Excerpts from a dataset:
|---|

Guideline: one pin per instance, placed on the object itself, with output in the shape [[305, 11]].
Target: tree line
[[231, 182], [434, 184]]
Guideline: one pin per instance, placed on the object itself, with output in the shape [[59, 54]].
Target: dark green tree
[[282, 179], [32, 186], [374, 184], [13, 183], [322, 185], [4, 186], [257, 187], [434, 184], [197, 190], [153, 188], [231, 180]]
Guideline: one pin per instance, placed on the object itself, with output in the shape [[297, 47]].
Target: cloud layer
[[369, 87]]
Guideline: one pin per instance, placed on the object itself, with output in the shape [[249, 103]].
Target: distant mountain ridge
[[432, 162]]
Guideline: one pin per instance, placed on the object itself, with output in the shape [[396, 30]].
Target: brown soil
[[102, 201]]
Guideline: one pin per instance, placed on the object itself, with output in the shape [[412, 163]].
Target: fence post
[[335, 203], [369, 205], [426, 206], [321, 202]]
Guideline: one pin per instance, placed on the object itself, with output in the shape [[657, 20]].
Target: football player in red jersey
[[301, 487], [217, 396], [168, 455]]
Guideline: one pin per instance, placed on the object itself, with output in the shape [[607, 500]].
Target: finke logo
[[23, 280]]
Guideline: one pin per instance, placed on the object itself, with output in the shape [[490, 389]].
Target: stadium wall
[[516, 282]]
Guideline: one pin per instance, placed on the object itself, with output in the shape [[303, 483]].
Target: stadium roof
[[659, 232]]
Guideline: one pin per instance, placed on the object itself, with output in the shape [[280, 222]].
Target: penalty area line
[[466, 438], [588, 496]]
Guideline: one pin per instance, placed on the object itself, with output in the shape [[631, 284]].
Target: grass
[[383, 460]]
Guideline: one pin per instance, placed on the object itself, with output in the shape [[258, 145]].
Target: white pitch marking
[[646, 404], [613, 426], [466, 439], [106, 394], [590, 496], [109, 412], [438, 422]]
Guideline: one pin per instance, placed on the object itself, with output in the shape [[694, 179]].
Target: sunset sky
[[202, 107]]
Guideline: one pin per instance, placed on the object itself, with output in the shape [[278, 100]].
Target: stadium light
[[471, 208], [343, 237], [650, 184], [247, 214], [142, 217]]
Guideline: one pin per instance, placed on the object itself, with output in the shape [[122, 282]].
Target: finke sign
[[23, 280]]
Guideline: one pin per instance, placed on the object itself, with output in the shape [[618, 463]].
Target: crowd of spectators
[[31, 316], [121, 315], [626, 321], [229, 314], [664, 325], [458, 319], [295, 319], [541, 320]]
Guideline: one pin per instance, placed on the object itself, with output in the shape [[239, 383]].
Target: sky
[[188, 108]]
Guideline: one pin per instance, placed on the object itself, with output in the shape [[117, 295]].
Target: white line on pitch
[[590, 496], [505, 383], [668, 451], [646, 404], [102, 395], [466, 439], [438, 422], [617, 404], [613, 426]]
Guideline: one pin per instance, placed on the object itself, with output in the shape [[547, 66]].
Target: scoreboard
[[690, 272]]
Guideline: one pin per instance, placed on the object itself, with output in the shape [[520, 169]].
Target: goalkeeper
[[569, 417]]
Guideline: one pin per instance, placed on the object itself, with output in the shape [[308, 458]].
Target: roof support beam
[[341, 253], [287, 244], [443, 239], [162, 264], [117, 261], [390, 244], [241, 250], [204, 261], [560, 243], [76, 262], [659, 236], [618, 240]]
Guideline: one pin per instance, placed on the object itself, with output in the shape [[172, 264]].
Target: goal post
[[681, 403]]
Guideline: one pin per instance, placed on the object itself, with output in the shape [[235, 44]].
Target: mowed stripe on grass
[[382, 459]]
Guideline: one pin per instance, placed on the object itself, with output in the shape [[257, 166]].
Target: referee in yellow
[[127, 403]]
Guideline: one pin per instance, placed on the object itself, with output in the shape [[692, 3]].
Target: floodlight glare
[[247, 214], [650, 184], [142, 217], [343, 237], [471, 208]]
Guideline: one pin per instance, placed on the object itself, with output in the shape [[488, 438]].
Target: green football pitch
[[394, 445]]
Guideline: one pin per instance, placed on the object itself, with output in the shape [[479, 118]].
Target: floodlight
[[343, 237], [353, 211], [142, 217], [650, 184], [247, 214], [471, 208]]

|---|

Write out all the records again, exactly as they appear.

Guideline: one pin per instance, placed on the object itself, with output in the shape [[305, 11]].
Target: tree line
[[231, 182], [434, 184]]
Guideline: one pin per instance, placed on the object itself, with output in the shape [[59, 54]].
Target: dark green tree
[[282, 179], [32, 186], [374, 184], [13, 183], [322, 185], [4, 186], [257, 187], [434, 184], [197, 190], [153, 188], [231, 180]]
Guideline: one pin per instance, placed on the object itself, with output in the shape [[297, 47]].
Target: cloud layer
[[369, 87]]
Guideline: one pin per instance, placed on the object itself, with output in the shape [[249, 103]].
Target: distant mountain ridge
[[432, 162]]
Guideline: one pin per instance, placed on the object itself, with output in the shape [[396, 30]].
Target: brown soil
[[102, 201]]
Guideline: one pin per instance, placed on the object itself, with output in the shape [[412, 163]].
Target: fence post
[[335, 203], [369, 205], [426, 206], [321, 202]]
Guideline: one pin per instance, placed on the object itself, with output in the shape [[657, 20]].
Target: football player in red jersey
[[301, 487], [217, 396], [168, 455]]
Guideline: one pin per instance, placed on the object itself, with output in the shape [[607, 500]].
Target: finke logo
[[23, 280]]
Guideline: one pin per instance, placed on the object itself, with output in the shape [[490, 389]].
Target: stadium wall
[[516, 282]]
Guideline: one pin per instance, placed on the object itself, with output in the shape [[303, 483]].
Target: stadium roof
[[659, 232]]
Guideline: one pin per instance, placed on the object itself, with output in the shape [[280, 222]].
Target: penalty area line
[[466, 438], [588, 496]]
Guideline: one pin per instance, placed on the object itself, with output in the shape [[631, 284]].
Target: grass
[[383, 460]]
Guideline: one pin per instance, placed on the object itself, with output in the shape [[258, 145]].
Target: white pitch marking
[[646, 404], [613, 426], [466, 439], [106, 394], [590, 496], [109, 412], [438, 422]]
Guideline: one pin per instance, placed on the object itself, with output in the shape [[694, 179]].
Target: sunset sky
[[202, 107]]
Guideline: one pin per instance, placed on the object itself, with output in the shape [[278, 100]].
Target: stadium light
[[471, 208], [343, 237], [650, 184], [247, 214], [142, 217]]
Guideline: one pin per instance, placed on the object itself, with output in the shape [[122, 282]].
Target: finke sign
[[23, 280]]
Guideline: one pin per instance, placed on the object itself, with output in the shape [[618, 463]].
Target: crowd of spectators
[[31, 316], [121, 315], [626, 321], [229, 314], [664, 325], [458, 319], [295, 319], [541, 320]]
Guideline: one pin per instance, placed on the object itself, with output in the shape [[239, 383]].
Target: sky
[[188, 108]]
Guideline: one pin per instance, placed on the object itself, with output in the shape [[117, 295]].
Target: white line on pitch
[[590, 496], [505, 383], [668, 451], [646, 404], [102, 395], [466, 439], [438, 422], [617, 404], [613, 426]]
Guideline: one pin per instance, placed on the object itself, with output in the shape [[547, 66]].
Target: scoreboard
[[690, 272]]
Guideline: one pin per instance, placed on the object itself, with output in the shape [[520, 169]].
Target: goalkeeper
[[569, 417]]
Guideline: one pin per instance, placed on the object itself, with output in the shape [[308, 458]].
Target: roof support beam
[[341, 253], [287, 244], [443, 239], [162, 264], [117, 261], [390, 244], [241, 250], [204, 261], [560, 243], [76, 262], [659, 236], [618, 240]]
Guideline: one pin per instance, placed on the object itself, with output in the shape [[172, 264]].
Target: goal post
[[681, 403]]
Guideline: one pin per instance, placed on the object itself, with output in the shape [[235, 44]].
Target: mowed stripe on grass
[[382, 459]]
Guideline: one pin per instance, placed on the object itself, with output in the shape [[257, 166]].
Target: referee in yellow
[[127, 403]]
Guideline: one pin per instance, placed on the object itself, with output in the shape [[692, 3]].
Target: floodlight glare
[[247, 214], [650, 184], [142, 217], [343, 237], [471, 208]]
Guideline: one pin per instance, placed on the object itself, with output in the shape [[488, 438]].
Target: green football pitch
[[394, 445]]
Guideline: one pin per instance, placed on the object itself, with output in the shape [[479, 118]].
Target: floodlight
[[343, 237], [353, 211], [142, 217], [650, 184], [247, 214], [471, 208]]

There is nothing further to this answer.